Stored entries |

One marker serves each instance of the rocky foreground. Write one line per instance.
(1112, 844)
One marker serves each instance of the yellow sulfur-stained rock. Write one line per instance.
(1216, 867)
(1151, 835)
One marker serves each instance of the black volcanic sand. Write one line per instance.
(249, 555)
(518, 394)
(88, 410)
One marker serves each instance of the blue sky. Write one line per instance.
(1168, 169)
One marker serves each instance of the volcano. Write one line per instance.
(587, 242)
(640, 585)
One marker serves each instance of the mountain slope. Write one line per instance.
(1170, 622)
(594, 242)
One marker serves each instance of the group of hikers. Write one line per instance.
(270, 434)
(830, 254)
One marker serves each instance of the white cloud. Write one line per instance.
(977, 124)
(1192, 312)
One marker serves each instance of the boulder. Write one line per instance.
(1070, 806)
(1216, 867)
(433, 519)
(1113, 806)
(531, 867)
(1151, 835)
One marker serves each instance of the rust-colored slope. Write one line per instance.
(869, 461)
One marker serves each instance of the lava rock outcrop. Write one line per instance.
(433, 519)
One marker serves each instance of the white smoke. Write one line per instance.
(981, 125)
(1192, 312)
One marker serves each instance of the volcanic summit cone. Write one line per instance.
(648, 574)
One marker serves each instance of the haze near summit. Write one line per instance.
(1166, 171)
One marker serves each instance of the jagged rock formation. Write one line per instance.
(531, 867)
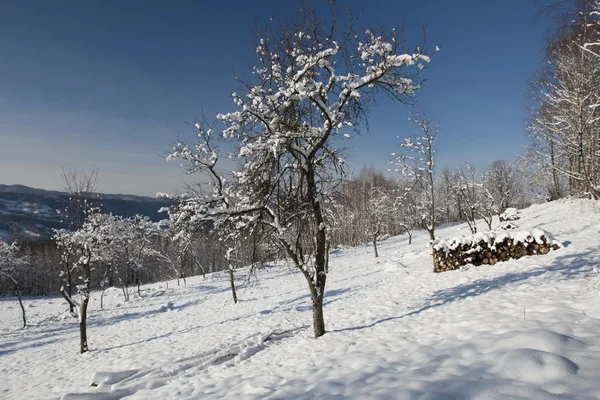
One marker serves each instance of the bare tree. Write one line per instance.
(81, 187)
(10, 263)
(311, 86)
(417, 161)
(91, 244)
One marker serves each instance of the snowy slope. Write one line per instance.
(528, 329)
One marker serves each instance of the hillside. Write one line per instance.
(523, 329)
(32, 213)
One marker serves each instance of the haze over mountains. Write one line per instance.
(28, 213)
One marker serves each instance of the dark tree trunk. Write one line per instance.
(375, 246)
(21, 304)
(83, 324)
(232, 283)
(69, 288)
(318, 319)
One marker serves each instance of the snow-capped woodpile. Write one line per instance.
(507, 226)
(490, 248)
(510, 214)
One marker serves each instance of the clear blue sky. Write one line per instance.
(111, 83)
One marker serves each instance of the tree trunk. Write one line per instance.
(83, 323)
(318, 319)
(232, 282)
(22, 307)
(375, 245)
(69, 286)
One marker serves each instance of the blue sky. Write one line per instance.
(111, 83)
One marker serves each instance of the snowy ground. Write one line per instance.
(524, 329)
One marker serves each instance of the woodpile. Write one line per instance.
(510, 214)
(490, 248)
(508, 225)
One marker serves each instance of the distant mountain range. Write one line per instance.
(30, 213)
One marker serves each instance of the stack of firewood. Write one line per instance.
(490, 248)
(510, 214)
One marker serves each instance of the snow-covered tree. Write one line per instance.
(467, 189)
(416, 161)
(379, 211)
(10, 263)
(565, 116)
(501, 182)
(309, 90)
(90, 244)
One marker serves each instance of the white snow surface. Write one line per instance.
(523, 329)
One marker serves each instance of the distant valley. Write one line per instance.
(30, 214)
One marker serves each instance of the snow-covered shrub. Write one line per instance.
(510, 214)
(490, 248)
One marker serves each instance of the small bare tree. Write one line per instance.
(417, 162)
(311, 86)
(10, 262)
(81, 187)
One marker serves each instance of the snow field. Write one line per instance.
(526, 328)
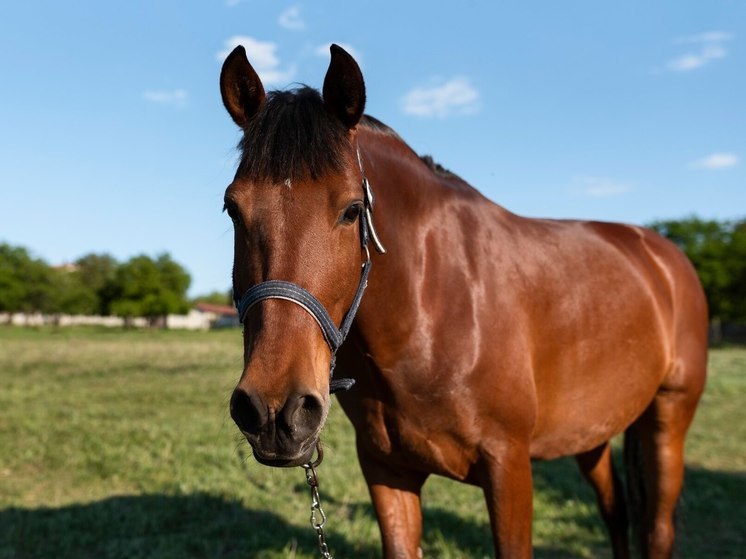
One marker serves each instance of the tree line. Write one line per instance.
(95, 284)
(155, 287)
(718, 251)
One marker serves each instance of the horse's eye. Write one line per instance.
(351, 213)
(232, 211)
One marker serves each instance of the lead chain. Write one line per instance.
(318, 518)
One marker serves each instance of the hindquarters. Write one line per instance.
(654, 444)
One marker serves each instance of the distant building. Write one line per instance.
(218, 316)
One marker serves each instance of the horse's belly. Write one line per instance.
(594, 408)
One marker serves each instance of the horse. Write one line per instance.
(477, 340)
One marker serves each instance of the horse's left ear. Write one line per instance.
(240, 87)
(344, 89)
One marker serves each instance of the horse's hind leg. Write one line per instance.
(661, 430)
(597, 467)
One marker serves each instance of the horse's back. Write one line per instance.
(610, 314)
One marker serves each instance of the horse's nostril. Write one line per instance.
(247, 411)
(302, 415)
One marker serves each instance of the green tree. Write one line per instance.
(216, 298)
(26, 283)
(98, 272)
(150, 288)
(70, 294)
(718, 251)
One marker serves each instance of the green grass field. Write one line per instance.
(119, 445)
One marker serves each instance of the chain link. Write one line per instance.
(318, 518)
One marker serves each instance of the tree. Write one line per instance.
(97, 272)
(718, 252)
(216, 298)
(150, 288)
(70, 294)
(26, 283)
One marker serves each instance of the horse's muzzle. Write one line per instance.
(281, 436)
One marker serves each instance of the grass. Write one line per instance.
(119, 444)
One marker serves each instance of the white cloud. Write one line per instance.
(455, 97)
(708, 37)
(600, 187)
(263, 58)
(711, 47)
(176, 98)
(716, 161)
(290, 19)
(323, 51)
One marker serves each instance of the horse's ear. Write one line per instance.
(344, 89)
(240, 87)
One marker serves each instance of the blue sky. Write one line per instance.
(113, 137)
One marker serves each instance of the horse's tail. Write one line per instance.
(635, 484)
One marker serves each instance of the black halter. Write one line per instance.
(278, 289)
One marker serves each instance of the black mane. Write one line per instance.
(293, 137)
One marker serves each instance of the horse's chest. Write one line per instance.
(419, 433)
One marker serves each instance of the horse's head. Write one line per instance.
(298, 211)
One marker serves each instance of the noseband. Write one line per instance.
(278, 289)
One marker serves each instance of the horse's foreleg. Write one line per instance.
(508, 490)
(598, 468)
(396, 499)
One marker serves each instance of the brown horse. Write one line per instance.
(484, 339)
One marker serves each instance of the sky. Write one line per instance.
(113, 137)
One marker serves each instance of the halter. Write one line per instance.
(288, 291)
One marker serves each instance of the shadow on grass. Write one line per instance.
(158, 526)
(205, 526)
(709, 516)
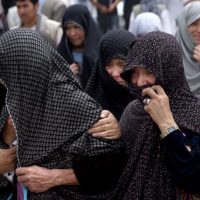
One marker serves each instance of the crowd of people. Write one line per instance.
(93, 108)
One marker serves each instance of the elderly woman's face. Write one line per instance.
(194, 29)
(141, 77)
(75, 34)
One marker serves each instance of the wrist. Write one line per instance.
(63, 177)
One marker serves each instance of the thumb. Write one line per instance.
(104, 113)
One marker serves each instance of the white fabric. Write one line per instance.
(144, 23)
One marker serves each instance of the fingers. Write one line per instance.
(196, 53)
(153, 91)
(105, 113)
(12, 150)
(108, 134)
(100, 126)
(149, 92)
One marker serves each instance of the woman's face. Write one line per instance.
(114, 68)
(194, 29)
(141, 77)
(76, 35)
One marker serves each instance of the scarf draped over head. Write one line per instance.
(80, 15)
(50, 111)
(146, 22)
(189, 15)
(152, 6)
(110, 94)
(146, 175)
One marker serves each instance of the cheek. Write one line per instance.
(191, 29)
(152, 79)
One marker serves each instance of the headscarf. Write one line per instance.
(101, 86)
(146, 22)
(80, 15)
(189, 14)
(146, 175)
(152, 6)
(50, 111)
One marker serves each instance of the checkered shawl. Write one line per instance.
(146, 175)
(50, 111)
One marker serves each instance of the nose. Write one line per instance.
(115, 72)
(138, 79)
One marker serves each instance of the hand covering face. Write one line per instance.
(146, 175)
(50, 111)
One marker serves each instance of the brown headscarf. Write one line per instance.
(146, 175)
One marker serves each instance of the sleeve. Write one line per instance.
(183, 163)
(99, 173)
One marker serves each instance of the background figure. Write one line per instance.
(128, 6)
(79, 43)
(165, 67)
(144, 23)
(105, 84)
(54, 9)
(188, 36)
(156, 6)
(27, 11)
(107, 15)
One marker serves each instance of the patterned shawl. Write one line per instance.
(50, 111)
(101, 86)
(146, 175)
(189, 14)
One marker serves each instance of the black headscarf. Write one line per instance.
(101, 86)
(80, 15)
(146, 175)
(50, 111)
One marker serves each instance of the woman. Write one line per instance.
(158, 7)
(154, 59)
(79, 43)
(182, 146)
(50, 112)
(144, 23)
(187, 36)
(105, 84)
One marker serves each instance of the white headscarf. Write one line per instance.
(146, 22)
(190, 13)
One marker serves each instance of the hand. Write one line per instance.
(103, 9)
(196, 54)
(8, 133)
(107, 127)
(75, 68)
(159, 108)
(111, 7)
(38, 179)
(7, 160)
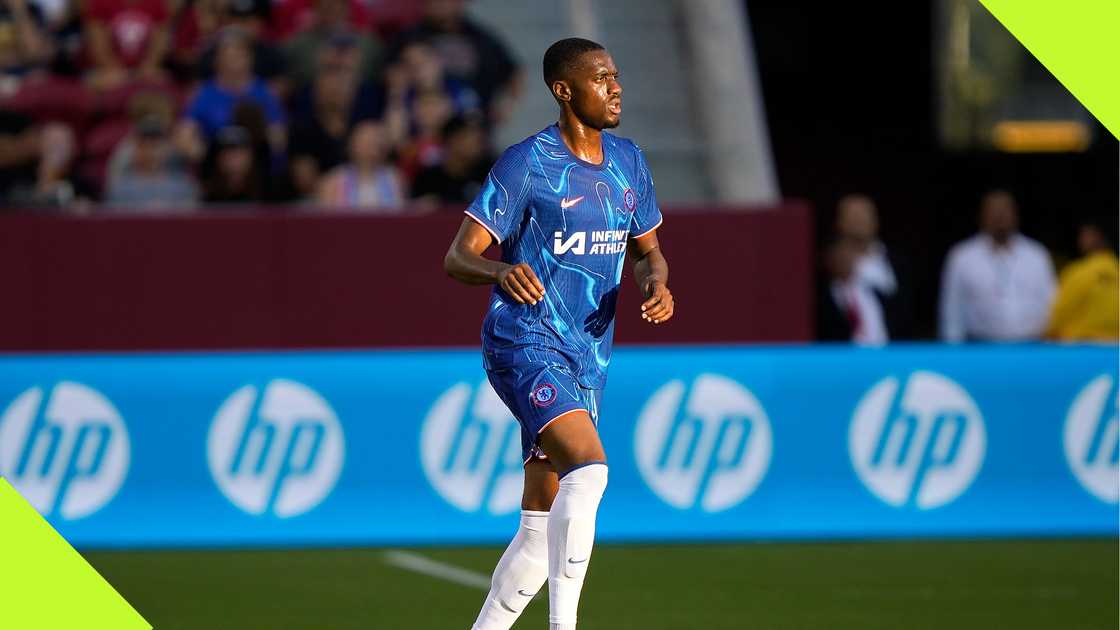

Work to complete | Return each line from the rows above that includes the word "bare".

Reply |
One marker serves each instance of the bare tree. Write one line per instance.
One marker serves each instance of the small bare tree. Write one line per instance.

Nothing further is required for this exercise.